Exercise aim
Reproduce each of the rows below word for word, changing nothing in any line.

Information given
===============

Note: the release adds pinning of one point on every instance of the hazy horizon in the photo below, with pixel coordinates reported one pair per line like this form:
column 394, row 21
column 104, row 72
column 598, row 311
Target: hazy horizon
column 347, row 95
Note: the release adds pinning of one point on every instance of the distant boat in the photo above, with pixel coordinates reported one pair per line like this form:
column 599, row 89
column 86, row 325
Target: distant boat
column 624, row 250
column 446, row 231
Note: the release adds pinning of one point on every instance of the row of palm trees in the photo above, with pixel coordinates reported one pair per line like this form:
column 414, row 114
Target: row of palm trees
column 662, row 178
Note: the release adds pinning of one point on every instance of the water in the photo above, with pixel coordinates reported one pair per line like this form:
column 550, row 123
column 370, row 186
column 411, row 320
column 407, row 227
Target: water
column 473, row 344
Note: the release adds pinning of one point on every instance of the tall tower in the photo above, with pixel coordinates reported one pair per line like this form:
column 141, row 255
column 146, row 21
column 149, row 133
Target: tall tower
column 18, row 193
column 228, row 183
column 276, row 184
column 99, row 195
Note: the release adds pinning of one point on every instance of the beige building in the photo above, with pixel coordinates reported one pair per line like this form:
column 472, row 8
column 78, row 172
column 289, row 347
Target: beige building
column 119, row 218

===============

Right answer
Note: the release adds pinning of one point on every instance of the hazy horizon in the photo below, with pixel coordinates reported one pair per line like this form:
column 394, row 21
column 104, row 72
column 598, row 311
Target: hazy horizon
column 347, row 95
Note: the release adds pinning of one point on every instance of the distant boat in the photo above, with pixel coordinates reported one pair per line like this form:
column 599, row 89
column 86, row 325
Target: distant boat
column 624, row 250
column 446, row 231
Note: the release adds pinning of one point on every instance of the row of palm trees in the photo above, with pixel coordinates reported one pair per line like this form:
column 414, row 114
Target: row of palm trees
column 662, row 178
Note: the release adds pinning of one point on every instance of the water in the photo above, with pixel coordinates reported one pair per line like this form:
column 550, row 123
column 370, row 186
column 411, row 320
column 407, row 227
Target: water
column 473, row 344
Note: the release adds pinning of one point on every instance of the tall tower in the photo above, with pixel coordinates reported one pair per line like this form:
column 141, row 255
column 146, row 21
column 149, row 133
Target: tall tower
column 18, row 193
column 228, row 183
column 276, row 184
column 99, row 195
Note: the release adds pinning of one point on every instance of the beige building in the photo above, with pixel coordinates reported one pair per line like this form:
column 472, row 8
column 78, row 172
column 289, row 347
Target: beige building
column 119, row 218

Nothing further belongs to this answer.